**Dataset rows:**
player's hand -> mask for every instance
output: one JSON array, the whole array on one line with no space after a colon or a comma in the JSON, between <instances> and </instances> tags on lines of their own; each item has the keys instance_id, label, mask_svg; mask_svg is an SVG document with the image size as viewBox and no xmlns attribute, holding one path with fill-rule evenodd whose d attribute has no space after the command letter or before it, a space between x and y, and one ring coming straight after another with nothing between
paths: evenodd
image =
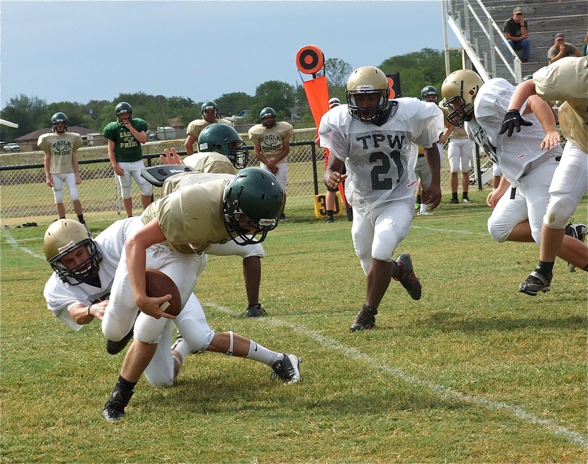
<instances>
[{"instance_id":1,"label":"player's hand","mask_svg":"<svg viewBox=\"0 0 588 464\"><path fill-rule=\"evenodd\" d=\"M499 135L506 132L508 137L513 135L513 131L516 129L517 132L520 132L521 126L532 126L533 123L525 121L520 115L518 109L509 109L502 119L502 126Z\"/></svg>"},{"instance_id":2,"label":"player's hand","mask_svg":"<svg viewBox=\"0 0 588 464\"><path fill-rule=\"evenodd\" d=\"M172 148L172 152L166 148L163 150L163 154L159 155L159 159L163 164L183 164L184 162L182 157L178 154L178 151L175 147Z\"/></svg>"},{"instance_id":3,"label":"player's hand","mask_svg":"<svg viewBox=\"0 0 588 464\"><path fill-rule=\"evenodd\" d=\"M167 319L175 319L176 316L171 314L168 314L162 311L160 306L163 303L169 301L172 299L172 295L166 295L163 296L150 297L146 295L141 298L135 298L135 302L137 306L142 312L148 316L151 316L155 319L160 318L166 318Z\"/></svg>"},{"instance_id":4,"label":"player's hand","mask_svg":"<svg viewBox=\"0 0 588 464\"><path fill-rule=\"evenodd\" d=\"M547 132L545 134L545 138L541 142L541 146L539 148L542 150L544 149L549 151L549 150L559 145L561 140L562 136L559 135L559 132L557 131L554 131L552 132Z\"/></svg>"},{"instance_id":5,"label":"player's hand","mask_svg":"<svg viewBox=\"0 0 588 464\"><path fill-rule=\"evenodd\" d=\"M327 186L330 189L336 189L345 179L347 179L347 174L342 174L340 172L333 171L327 179Z\"/></svg>"},{"instance_id":6,"label":"player's hand","mask_svg":"<svg viewBox=\"0 0 588 464\"><path fill-rule=\"evenodd\" d=\"M439 185L433 185L431 182L426 190L421 192L421 201L425 205L430 205L432 211L441 202L441 188Z\"/></svg>"}]
</instances>

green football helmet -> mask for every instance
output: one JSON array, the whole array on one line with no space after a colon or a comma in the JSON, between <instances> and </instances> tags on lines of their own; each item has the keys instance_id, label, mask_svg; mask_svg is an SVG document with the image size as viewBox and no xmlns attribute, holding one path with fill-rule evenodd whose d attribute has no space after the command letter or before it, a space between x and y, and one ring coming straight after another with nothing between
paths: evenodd
<instances>
[{"instance_id":1,"label":"green football helmet","mask_svg":"<svg viewBox=\"0 0 588 464\"><path fill-rule=\"evenodd\" d=\"M283 204L284 192L273 174L260 168L242 169L227 184L223 194L223 215L229 235L240 245L261 243L268 232L278 226Z\"/></svg>"},{"instance_id":2,"label":"green football helmet","mask_svg":"<svg viewBox=\"0 0 588 464\"><path fill-rule=\"evenodd\" d=\"M219 107L212 101L205 102L200 107L202 119L207 122L216 122L219 118Z\"/></svg>"},{"instance_id":3,"label":"green football helmet","mask_svg":"<svg viewBox=\"0 0 588 464\"><path fill-rule=\"evenodd\" d=\"M121 124L128 124L133 118L133 108L126 102L121 102L114 112L116 114L116 121Z\"/></svg>"},{"instance_id":4,"label":"green football helmet","mask_svg":"<svg viewBox=\"0 0 588 464\"><path fill-rule=\"evenodd\" d=\"M224 155L238 169L247 166L249 152L245 142L232 127L220 122L209 124L198 136L198 148L201 152L216 152Z\"/></svg>"},{"instance_id":5,"label":"green football helmet","mask_svg":"<svg viewBox=\"0 0 588 464\"><path fill-rule=\"evenodd\" d=\"M374 122L388 110L390 105L388 78L380 69L373 66L363 66L351 73L347 81L346 94L350 114L362 122ZM371 94L379 95L377 104L360 106L356 104L356 95Z\"/></svg>"},{"instance_id":6,"label":"green football helmet","mask_svg":"<svg viewBox=\"0 0 588 464\"><path fill-rule=\"evenodd\" d=\"M57 125L59 126L58 127ZM65 125L62 125L65 124ZM55 113L51 116L51 130L55 133L63 133L68 130L68 117L64 113Z\"/></svg>"},{"instance_id":7,"label":"green football helmet","mask_svg":"<svg viewBox=\"0 0 588 464\"><path fill-rule=\"evenodd\" d=\"M427 97L429 97L428 99ZM437 103L439 99L439 92L432 85L427 85L420 91L420 99L423 102Z\"/></svg>"},{"instance_id":8,"label":"green football helmet","mask_svg":"<svg viewBox=\"0 0 588 464\"><path fill-rule=\"evenodd\" d=\"M66 255L85 246L88 258L75 267L69 269L61 259ZM70 285L79 285L96 275L102 256L96 248L83 224L73 219L58 219L47 229L43 238L43 249L47 261L61 281ZM73 279L71 282L69 279Z\"/></svg>"},{"instance_id":9,"label":"green football helmet","mask_svg":"<svg viewBox=\"0 0 588 464\"><path fill-rule=\"evenodd\" d=\"M259 121L263 127L270 129L276 125L276 116L273 108L267 106L259 113Z\"/></svg>"}]
</instances>

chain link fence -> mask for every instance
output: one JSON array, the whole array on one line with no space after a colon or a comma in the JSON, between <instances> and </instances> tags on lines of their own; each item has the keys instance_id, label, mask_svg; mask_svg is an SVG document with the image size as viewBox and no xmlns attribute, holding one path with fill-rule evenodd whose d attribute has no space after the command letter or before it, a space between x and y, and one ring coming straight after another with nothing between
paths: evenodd
<instances>
[{"instance_id":1,"label":"chain link fence","mask_svg":"<svg viewBox=\"0 0 588 464\"><path fill-rule=\"evenodd\" d=\"M324 193L324 152L314 143L316 128L295 129L288 155L288 183L286 210L289 207L308 211L315 216L315 195ZM247 142L246 134L242 134ZM159 154L165 148L183 149L183 139L148 142L143 145L146 165L161 163ZM249 165L257 166L250 151ZM15 226L29 222L48 223L57 217L52 189L47 186L43 167L42 152L0 155L0 226ZM80 201L84 217L93 220L115 221L126 216L118 182L108 159L106 146L80 149L78 152L82 183ZM444 153L446 158L446 151ZM483 159L482 163L483 164ZM442 168L442 191L449 191L449 167L446 159ZM473 169L470 169L473 172ZM475 176L470 183L476 183ZM141 191L132 182L133 213L142 209ZM154 188L153 196L159 197L161 189ZM75 218L67 189L64 188L64 203L68 217ZM288 211L286 211L286 213Z\"/></svg>"}]
</instances>

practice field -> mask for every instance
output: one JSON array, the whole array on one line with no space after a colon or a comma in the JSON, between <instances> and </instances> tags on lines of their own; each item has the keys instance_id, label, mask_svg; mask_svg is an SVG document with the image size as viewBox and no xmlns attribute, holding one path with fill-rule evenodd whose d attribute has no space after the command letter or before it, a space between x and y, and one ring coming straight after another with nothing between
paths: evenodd
<instances>
[{"instance_id":1,"label":"practice field","mask_svg":"<svg viewBox=\"0 0 588 464\"><path fill-rule=\"evenodd\" d=\"M46 309L48 223L2 230L2 461L586 462L586 273L558 261L550 292L519 293L538 248L492 239L487 194L415 218L396 252L411 253L422 299L393 281L375 328L353 334L365 277L351 223L288 208L264 243L269 316L242 315L236 257L211 257L196 293L211 327L300 356L302 381L189 355L171 388L142 378L115 423L101 409L123 354L97 321L76 333Z\"/></svg>"}]
</instances>

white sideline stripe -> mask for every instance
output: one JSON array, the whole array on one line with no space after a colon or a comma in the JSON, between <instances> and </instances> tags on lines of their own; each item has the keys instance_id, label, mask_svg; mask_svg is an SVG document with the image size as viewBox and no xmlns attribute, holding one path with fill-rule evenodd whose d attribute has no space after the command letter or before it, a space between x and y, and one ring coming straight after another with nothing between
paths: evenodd
<instances>
[{"instance_id":1,"label":"white sideline stripe","mask_svg":"<svg viewBox=\"0 0 588 464\"><path fill-rule=\"evenodd\" d=\"M425 227L425 226L415 226L415 223L412 223L412 225L410 226L411 229L422 229L425 231L433 231L433 232L448 232L449 233L463 233L466 235L482 235L483 236L488 236L492 238L490 233L488 232L470 232L469 231L454 231L452 229L439 229L437 227Z\"/></svg>"},{"instance_id":2,"label":"white sideline stripe","mask_svg":"<svg viewBox=\"0 0 588 464\"><path fill-rule=\"evenodd\" d=\"M203 303L203 306L210 306L215 309L218 309L232 316L240 316L241 314L236 311L233 311L228 308L216 305L214 303ZM472 396L459 392L456 392L449 387L437 385L432 382L419 378L416 376L406 374L400 369L382 365L377 360L370 358L358 349L340 343L336 340L325 336L318 332L309 330L305 327L300 327L289 322L285 322L273 318L264 318L263 321L273 326L288 327L295 332L297 332L303 335L308 336L311 338L315 339L315 340L325 348L340 351L346 356L352 359L365 361L378 370L385 372L393 377L397 377L405 382L425 387L444 399L469 403L476 406L483 406L493 410L506 411L523 422L538 425L540 427L546 429L548 432L554 435L565 438L574 445L579 445L582 446L586 446L588 445L588 437L586 435L558 425L555 421L551 419L542 419L534 414L527 412L520 406L514 405L509 405L507 403L503 403L500 401L494 401L482 396Z\"/></svg>"},{"instance_id":3,"label":"white sideline stripe","mask_svg":"<svg viewBox=\"0 0 588 464\"><path fill-rule=\"evenodd\" d=\"M430 229L432 230L440 230L435 229L434 228L421 228ZM452 231L451 232L455 232L459 231ZM35 258L45 259L45 256L39 256L36 253L34 253L29 250L28 248L26 248L24 246L19 245L16 239L15 239L14 237L13 237L10 232L8 232L8 231L5 229L3 230L2 235L5 236L6 241L11 246L22 250L25 253L35 256ZM217 305L214 303L203 303L203 306L208 306L211 308L213 308L215 309L223 311L223 312L227 313L232 316L240 315L240 313L237 311L233 311L228 308L225 308L225 306L220 306L220 305ZM389 367L389 366L382 365L376 360L373 359L367 355L360 352L359 350L351 348L350 346L348 346L346 345L340 343L336 340L329 338L329 337L326 337L318 332L309 330L306 328L300 327L299 326L291 324L289 322L285 322L283 321L279 321L279 319L272 318L265 318L263 321L273 326L288 327L295 332L297 332L303 335L310 336L312 338L314 338L323 346L340 351L348 358L350 358L352 359L365 361L368 364L382 372L389 374L393 377L397 377L398 378L401 379L402 380L408 383L427 388L442 398L457 401L463 401L464 403L471 403L472 404L482 406L493 410L505 410L512 414L515 418L519 419L523 422L529 422L538 425L540 427L542 427L552 433L562 436L575 445L579 445L582 446L588 445L588 437L586 435L583 435L577 432L575 432L573 430L566 428L565 427L558 425L554 420L542 419L541 418L536 416L534 414L531 414L530 413L527 412L520 406L515 406L514 405L509 405L507 403L503 403L499 401L494 401L493 400L487 399L486 398L484 398L482 396L470 396L469 395L465 395L465 393L460 393L459 392L456 392L448 387L443 386L443 385L437 385L423 379L420 379L414 375L409 375L405 373L400 369L394 369L393 368Z\"/></svg>"},{"instance_id":4,"label":"white sideline stripe","mask_svg":"<svg viewBox=\"0 0 588 464\"><path fill-rule=\"evenodd\" d=\"M18 248L18 249L27 253L29 255L35 256L35 258L39 258L41 259L45 259L45 256L41 256L36 254L35 252L29 250L28 248L23 246L21 245L19 245L18 241L12 236L9 232L6 229L4 229L2 231L2 235L6 238L6 241L11 246L13 246L15 248Z\"/></svg>"}]
</instances>

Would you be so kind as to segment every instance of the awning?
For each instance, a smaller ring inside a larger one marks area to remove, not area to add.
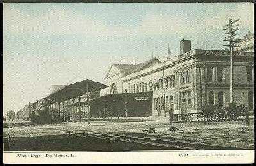
[[[108,86],[86,79],[67,85],[53,92],[45,98],[53,102],[66,101],[81,96],[86,93],[93,93],[108,87]]]

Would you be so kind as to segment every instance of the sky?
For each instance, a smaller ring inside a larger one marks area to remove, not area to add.
[[[3,110],[17,111],[51,85],[89,79],[104,83],[113,63],[165,61],[168,45],[223,50],[223,30],[239,18],[240,34],[254,33],[250,3],[4,3]]]

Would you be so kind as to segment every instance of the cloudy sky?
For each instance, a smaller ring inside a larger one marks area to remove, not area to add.
[[[5,3],[4,110],[45,96],[52,84],[103,82],[112,63],[166,59],[168,45],[224,49],[223,25],[240,18],[240,36],[253,32],[253,3]]]

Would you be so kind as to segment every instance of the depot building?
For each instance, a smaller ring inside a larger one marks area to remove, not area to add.
[[[241,41],[244,43],[244,39]],[[155,57],[138,64],[112,64],[103,83],[109,87],[101,90],[100,98],[126,93],[140,93],[142,96],[151,92],[152,102],[147,107],[149,113],[145,115],[171,116],[174,121],[179,121],[182,114],[195,113],[196,117],[207,104],[229,107],[230,52],[191,50],[189,40],[180,43],[180,54],[169,56],[164,62]],[[251,111],[254,110],[253,51],[254,47],[233,54],[234,102],[236,105],[248,107]],[[124,102],[117,103],[123,105]]]

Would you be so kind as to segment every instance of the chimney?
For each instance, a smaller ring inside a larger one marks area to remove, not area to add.
[[[191,42],[190,40],[184,40],[184,39],[180,41],[180,54],[184,54],[191,50]]]

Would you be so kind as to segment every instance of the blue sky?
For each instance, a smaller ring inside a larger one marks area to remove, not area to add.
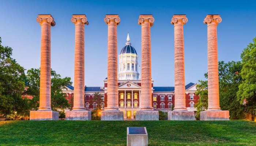
[[[107,76],[107,14],[117,14],[118,53],[128,32],[140,62],[140,14],[152,14],[151,27],[152,78],[155,86],[174,85],[174,14],[186,14],[184,26],[185,82],[204,78],[207,72],[207,31],[203,23],[207,14],[221,15],[218,27],[218,59],[240,60],[243,49],[256,36],[256,2],[254,1],[12,1],[1,0],[0,36],[2,45],[12,47],[12,57],[27,69],[40,65],[41,27],[38,14],[50,14],[56,25],[51,30],[52,68],[63,77],[74,79],[75,26],[73,14],[84,14],[85,82],[103,86]]]

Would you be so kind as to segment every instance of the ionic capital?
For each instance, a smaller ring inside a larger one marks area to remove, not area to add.
[[[106,15],[104,21],[107,24],[110,22],[113,22],[118,25],[120,23],[120,18],[118,15]]]
[[[188,22],[188,18],[185,15],[174,15],[172,18],[171,24],[174,24],[176,23],[181,23],[182,24],[185,24]]]
[[[222,19],[219,15],[208,15],[204,18],[204,23],[208,24],[215,23],[218,25],[221,22]]]
[[[138,20],[138,24],[141,24],[143,22],[148,22],[150,23],[150,26],[153,26],[155,19],[152,15],[140,15]]]
[[[51,26],[55,26],[55,22],[52,15],[38,15],[37,18],[37,21],[42,25],[43,23],[46,22],[50,24]]]
[[[73,17],[71,18],[71,21],[75,24],[79,22],[82,22],[84,24],[87,25],[89,24],[85,15],[73,15]]]

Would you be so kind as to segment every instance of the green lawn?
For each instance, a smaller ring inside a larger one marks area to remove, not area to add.
[[[146,127],[149,146],[256,145],[256,122],[0,122],[0,145],[125,146],[126,127]]]

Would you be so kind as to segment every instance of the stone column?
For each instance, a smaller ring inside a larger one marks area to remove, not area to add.
[[[51,108],[50,27],[55,22],[50,15],[38,15],[37,21],[41,26],[41,59],[39,108],[31,111],[30,120],[57,120],[59,112]]]
[[[71,21],[75,26],[74,107],[66,112],[67,120],[90,120],[91,112],[84,107],[84,24],[85,15],[73,15]]]
[[[137,112],[136,120],[158,120],[158,111],[152,106],[151,41],[150,27],[154,19],[152,15],[141,15],[138,24],[141,25],[141,110]]]
[[[207,15],[204,20],[207,28],[208,109],[200,112],[200,120],[229,119],[229,111],[219,107],[217,26],[221,21],[218,15]]]
[[[168,112],[169,120],[194,120],[194,112],[186,107],[183,25],[188,22],[186,15],[174,15],[171,23],[174,25],[174,94],[175,106]]]
[[[108,107],[102,112],[101,120],[123,120],[124,113],[119,111],[117,89],[117,26],[120,23],[118,15],[107,15],[104,19],[108,24]]]

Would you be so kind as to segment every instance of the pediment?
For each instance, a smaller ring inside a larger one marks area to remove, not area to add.
[[[132,82],[129,81],[128,81],[127,82],[125,82],[124,83],[118,86],[118,88],[137,88],[137,89],[140,89],[141,87],[140,86],[136,85],[136,84],[134,84]]]

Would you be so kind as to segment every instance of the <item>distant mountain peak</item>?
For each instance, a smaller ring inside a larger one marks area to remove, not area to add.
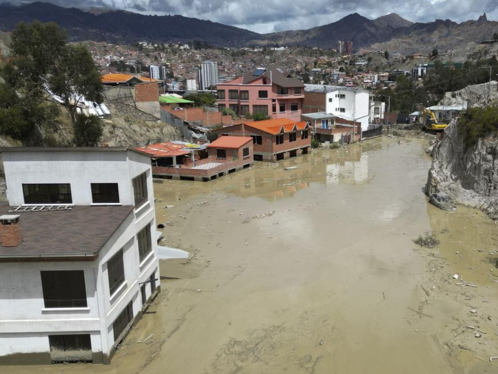
[[[385,15],[382,15],[374,20],[374,22],[381,27],[387,26],[393,27],[407,27],[413,24],[413,22],[405,19],[397,13],[390,13]]]

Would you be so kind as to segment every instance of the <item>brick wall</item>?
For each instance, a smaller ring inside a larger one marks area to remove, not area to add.
[[[19,223],[0,224],[0,242],[3,247],[16,247],[22,242]]]
[[[306,92],[301,113],[315,113],[321,110],[325,111],[325,94],[316,92]]]
[[[159,100],[159,84],[157,82],[139,83],[135,85],[135,101],[155,101]]]

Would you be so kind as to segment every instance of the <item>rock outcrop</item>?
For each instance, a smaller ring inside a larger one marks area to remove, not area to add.
[[[432,156],[425,189],[429,196],[445,192],[498,218],[498,139],[480,139],[467,149],[454,120]]]

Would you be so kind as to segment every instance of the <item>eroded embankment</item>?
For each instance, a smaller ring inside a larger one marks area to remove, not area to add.
[[[498,139],[480,139],[466,148],[453,121],[434,147],[426,186],[430,196],[448,193],[458,202],[483,209],[498,218]]]

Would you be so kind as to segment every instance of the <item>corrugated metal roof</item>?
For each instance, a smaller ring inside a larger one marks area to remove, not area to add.
[[[252,141],[252,138],[242,136],[222,136],[208,145],[208,148],[235,148],[239,149]]]

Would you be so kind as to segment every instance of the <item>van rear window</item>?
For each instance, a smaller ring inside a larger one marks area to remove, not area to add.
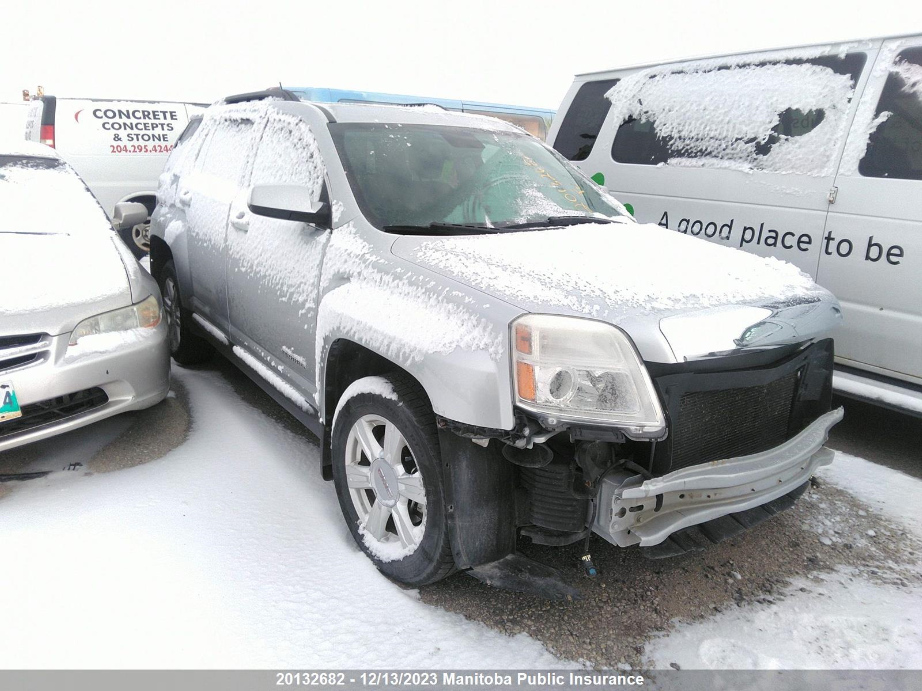
[[[613,100],[619,163],[832,174],[863,53],[650,71]]]
[[[858,172],[869,178],[922,180],[922,46],[900,53],[890,68]]]
[[[616,84],[618,79],[602,79],[586,82],[579,88],[554,141],[554,148],[565,158],[570,160],[589,158],[611,106],[605,94]]]

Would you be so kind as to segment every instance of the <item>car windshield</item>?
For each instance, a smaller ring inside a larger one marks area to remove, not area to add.
[[[335,123],[330,132],[362,213],[379,228],[457,224],[492,232],[624,215],[525,134],[393,123]]]
[[[0,211],[2,234],[108,234],[111,229],[83,181],[58,158],[0,155]]]

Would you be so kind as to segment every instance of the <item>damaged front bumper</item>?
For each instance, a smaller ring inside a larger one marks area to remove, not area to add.
[[[606,475],[597,497],[593,531],[621,547],[659,545],[673,533],[776,499],[833,462],[822,445],[843,417],[830,411],[774,449],[712,461],[644,480],[619,471]]]

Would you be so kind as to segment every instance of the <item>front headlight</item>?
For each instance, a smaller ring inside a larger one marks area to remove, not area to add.
[[[112,310],[111,312],[97,314],[83,320],[70,334],[68,346],[77,346],[84,336],[97,334],[112,334],[132,329],[153,329],[160,322],[160,303],[154,296],[143,299],[136,305]]]
[[[527,314],[513,322],[515,402],[561,420],[617,424],[636,436],[666,428],[653,381],[633,345],[610,324]]]

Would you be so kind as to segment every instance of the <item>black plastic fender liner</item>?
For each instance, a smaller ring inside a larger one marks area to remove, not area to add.
[[[513,465],[501,442],[487,448],[439,430],[448,530],[455,563],[470,568],[515,552]]]

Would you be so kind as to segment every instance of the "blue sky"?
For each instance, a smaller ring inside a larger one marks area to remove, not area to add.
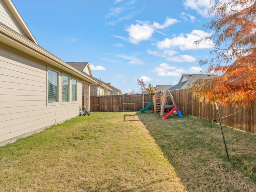
[[[66,62],[89,62],[94,77],[120,90],[177,84],[210,57],[208,0],[13,0],[39,45]],[[206,67],[204,67],[206,68]]]

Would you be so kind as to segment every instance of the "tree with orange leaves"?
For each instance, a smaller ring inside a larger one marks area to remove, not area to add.
[[[250,106],[256,99],[256,1],[219,0],[208,16],[212,20],[204,27],[213,33],[194,43],[214,42],[216,56],[199,64],[219,76],[199,80],[190,91],[200,101]]]

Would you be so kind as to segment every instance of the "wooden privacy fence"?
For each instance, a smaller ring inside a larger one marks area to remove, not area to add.
[[[153,100],[154,94],[90,96],[92,112],[138,111]],[[152,108],[152,107],[151,107]]]
[[[170,92],[182,113],[210,121],[216,120],[217,122],[219,122],[215,105],[198,102],[192,97],[191,93],[188,92],[187,89],[175,90]],[[153,95],[154,94],[91,96],[90,110],[91,112],[139,111],[153,101]],[[148,110],[152,111],[152,109],[153,106]],[[223,125],[256,134],[256,119],[254,115],[256,112],[255,103],[253,103],[251,107],[247,107],[245,109],[241,106],[236,108],[231,105],[225,106],[219,105],[219,112]]]

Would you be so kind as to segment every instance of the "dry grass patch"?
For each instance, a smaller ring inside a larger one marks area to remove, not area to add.
[[[138,113],[188,191],[256,191],[256,135],[184,116]]]
[[[0,191],[186,191],[136,112],[91,113],[0,148]]]

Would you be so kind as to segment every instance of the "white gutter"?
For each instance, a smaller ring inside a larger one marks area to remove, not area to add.
[[[79,77],[89,83],[97,82],[46,51],[35,43],[0,25],[0,42],[28,55]]]

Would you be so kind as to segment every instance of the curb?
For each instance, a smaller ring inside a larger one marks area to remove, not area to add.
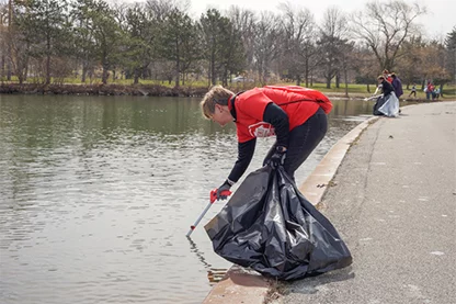
[[[317,209],[320,206],[327,189],[332,185],[331,181],[352,144],[367,126],[377,120],[379,117],[374,116],[362,122],[339,139],[299,187],[299,191]],[[267,303],[270,293],[271,281],[269,279],[253,270],[235,264],[228,270],[225,278],[212,289],[203,304],[264,304]]]

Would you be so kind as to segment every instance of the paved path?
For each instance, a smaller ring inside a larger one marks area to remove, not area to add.
[[[320,210],[346,269],[284,286],[276,303],[456,303],[456,102],[402,109],[360,136]]]

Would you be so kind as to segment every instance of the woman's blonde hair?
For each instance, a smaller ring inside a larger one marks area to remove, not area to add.
[[[214,86],[210,90],[204,95],[203,100],[201,101],[201,111],[203,115],[210,120],[210,116],[215,112],[215,104],[228,105],[228,100],[235,93],[228,89],[225,89],[221,86]]]

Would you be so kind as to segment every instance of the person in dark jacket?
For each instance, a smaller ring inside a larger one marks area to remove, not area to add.
[[[400,112],[399,100],[396,97],[395,88],[384,76],[379,76],[377,80],[377,90],[381,90],[383,94],[378,97],[377,102],[374,104],[374,115],[385,115],[388,117],[398,116]]]
[[[397,77],[397,75],[395,72],[391,72],[391,85],[392,88],[395,88],[395,93],[397,98],[400,98],[403,94],[402,91],[402,82],[400,81],[399,77]]]
[[[221,126],[235,122],[238,159],[217,199],[246,172],[253,157],[256,137],[276,136],[263,166],[283,166],[294,179],[296,169],[317,147],[328,130],[330,100],[319,91],[297,86],[254,88],[235,94],[221,86],[213,87],[201,102],[203,115]]]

**Request:** Begin with the line that contains "of the curb?" and repeat every line through the end of the data, exactly and only those lines, leaving out the pictures.

**Task result:**
Would you be so kind as to segment every instance of the curb?
For each instance, a smaller ring inside a larger one marks area to remove, not area to add.
[[[317,209],[320,206],[327,189],[332,185],[331,181],[352,144],[367,126],[377,120],[379,117],[374,116],[362,122],[339,139],[299,187],[299,191]],[[267,303],[270,293],[271,281],[269,279],[253,270],[235,264],[228,270],[225,278],[212,289],[203,304],[264,304]]]

Would you be so kind as to segment every instance of the paved path?
For each instance, a smaller ring inside a larger one marks area to remove, not area to add.
[[[320,210],[346,269],[284,286],[276,303],[456,303],[456,102],[402,109],[360,136]]]

Would you be so kind as to segment every instance of the woman's blonde hair?
For each instance, a smaller ring inside a larger one marks area to remove, not area to add.
[[[214,86],[210,90],[204,95],[203,100],[201,101],[201,111],[203,115],[210,120],[210,116],[215,112],[215,104],[228,105],[228,100],[235,93],[228,89],[225,89],[221,86]]]

Would you be so kind as to segment every instance of the person in dark jacket?
For each instance, a smaller ring inside a larger one marks area to remove, not area to add.
[[[400,112],[399,100],[396,97],[395,88],[384,76],[379,76],[377,80],[377,90],[381,90],[383,94],[378,97],[377,102],[374,104],[374,115],[385,115],[388,117],[398,116]]]
[[[397,77],[397,75],[395,72],[391,72],[391,85],[392,88],[395,88],[395,93],[397,98],[400,98],[403,94],[402,91],[402,82],[400,81],[399,77]]]
[[[221,126],[235,122],[238,159],[217,199],[246,172],[253,157],[256,137],[276,136],[263,166],[283,166],[294,179],[296,169],[317,147],[328,130],[330,100],[319,91],[297,86],[254,88],[235,94],[221,86],[213,87],[201,102],[203,115]]]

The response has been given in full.